::: Extracted text :::
Employers should note that these tax incentives are meant for employers that do not already offer such benefits. Employers do not qualify for a credit if they offered similar benefits in the three tax years immediately prior to the application for credit.
What Employers Can Do to Address These Changes
As a general matter, private employers are ahead of this legislative tide toward employment protections for individuals in the LGBT community. Reports estimate that approximately 88% of Fortune 500 companies include sexual orientation in their nondiscrimination policies, and 57% protect gender identity. Nevertheless, employers doing business in Philadelphia should make certain that both sexual orientation and gender identity are included in their antidiscrimination policies and should include sexual orientation, gender identity, and gender stereotyping in their antiharassment training programs.
Likewise, employers around the country—even those outside of jurisdictions that explicitly protect sexual orientation and gender identity—may want to consider making these changes since the Equal Employment Opportunity Commission is now taking the position that discrimination against LGBT employees can be a form of "gender stereotyping" in violation of Title VII of the Civil Rights Act of 1964. See Macy v. Holder, No. 0120120821, 2012 WL 1435995 (E.E.O.C. Apr. 20, 2012) (discrimination against a transgender applicant falls within the scope of Title VII's prohibition of unlawful gender stereotyping).
Finally, notwithstanding that many private employers already protect against discrimination on the basis of gender identity, employers are encouraged to think carefully through issues relating to the protection of transgendered individuals. A 2011 survey published by the National Center for Transgender Equality found that 47% of study participants reported experiencing an adverse job outcome—such as being fired, not hired, or denied a promotion—as a result of being transgender or as a result of gender nonconformity, and 50% claimed to have been harassed at work.
:::
Work task 1: Reproduce the passage on employer protections for LGBT workers word for word, in full.
::: Information :::
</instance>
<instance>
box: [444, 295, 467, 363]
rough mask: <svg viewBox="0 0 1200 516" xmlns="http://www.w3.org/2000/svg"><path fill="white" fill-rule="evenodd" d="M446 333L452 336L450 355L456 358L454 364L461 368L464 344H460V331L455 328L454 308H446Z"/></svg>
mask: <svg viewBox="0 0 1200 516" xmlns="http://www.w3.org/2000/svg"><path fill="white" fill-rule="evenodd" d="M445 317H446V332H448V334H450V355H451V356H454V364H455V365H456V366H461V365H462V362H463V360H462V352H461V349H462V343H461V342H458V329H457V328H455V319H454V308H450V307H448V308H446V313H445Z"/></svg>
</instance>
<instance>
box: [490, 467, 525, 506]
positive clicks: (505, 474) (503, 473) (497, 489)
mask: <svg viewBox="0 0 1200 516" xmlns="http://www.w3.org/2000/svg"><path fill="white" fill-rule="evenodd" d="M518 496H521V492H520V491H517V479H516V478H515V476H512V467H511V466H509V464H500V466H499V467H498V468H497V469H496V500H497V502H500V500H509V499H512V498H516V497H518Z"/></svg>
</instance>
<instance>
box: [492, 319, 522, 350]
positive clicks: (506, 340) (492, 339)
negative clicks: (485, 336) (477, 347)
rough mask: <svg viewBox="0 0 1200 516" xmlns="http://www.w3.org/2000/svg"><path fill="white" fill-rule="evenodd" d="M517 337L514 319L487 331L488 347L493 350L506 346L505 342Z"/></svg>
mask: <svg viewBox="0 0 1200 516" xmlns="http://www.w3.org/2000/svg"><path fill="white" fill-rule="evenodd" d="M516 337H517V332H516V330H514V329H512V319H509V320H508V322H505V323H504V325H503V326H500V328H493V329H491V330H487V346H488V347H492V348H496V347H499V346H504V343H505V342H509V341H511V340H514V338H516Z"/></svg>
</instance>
:::
Work task 2: Rewrite the listing from its first line through the line containing "333L452 336L450 355L456", swapping "rough mask" for "coarse mask" and leaving everything else untouched. Give only those lines.

Written reply 1:
Employers should note that these tax incentives are meant for employers that do not already offer such benefits. Employers do not qualify for a credit if they offered similar benefits in the three tax years immediately prior to the application for credit.
What Employers Can Do to Address These Changes
As a general matter, private employers are ahead of this legislative tide toward employment protections for individuals in the LGBT community. Reports estimate that approximately 88% of Fortune 500 companies include sexual orientation in their nondiscrimination policies, and 57% protect gender identity. Nevertheless, employers doing business in Philadelphia should make certain that both sexual orientation and gender identity are included in their antidiscrimination policies and should include sexual orientation, gender identity, and gender stereotyping in their antiharassment training programs.
Likewise, employers around the country—even those outside of jurisdictions that explicitly protect sexual orientation and gender identity—may want to consider making these changes since the Equal Employment Opportunity Commission is now taking the position that discrimination against LGBT employees can be a form of "gender stereotyping" in violation of Title VII of the Civil Rights Act of 1964. See Macy v. Holder, No. 0120120821, 2012 WL 1435995 (E.E.O.C. Apr. 20, 2012) (discrimination against a transgender applicant falls within the scope of Title VII's prohibition of unlawful gender stereotyping).
Finally, notwithstanding that many private employers already protect against discrimination on the basis of gender identity, employers are encouraged to think carefully through issues relating to the protection of transgendered individuals. A 2011 survey published by the National Center for Transgender Equality found that 47% of study participants reported experiencing an adverse job outcome—such as being fired, not hired, or denied a promotion—as a result of being transgender or as a result of gender nonconformity, and 50% claimed to have been harassed at work.

Written reply 2:
</instance>
<instance>
box: [444, 295, 467, 363]
coarse mask: <svg viewBox="0 0 1200 516" xmlns="http://www.w3.org/2000/svg"><path fill="white" fill-rule="evenodd" d="M446 333L452 336L450 355L456 358L454 364L461 368L464 344H460V331L455 328L454 308H446Z"/></svg>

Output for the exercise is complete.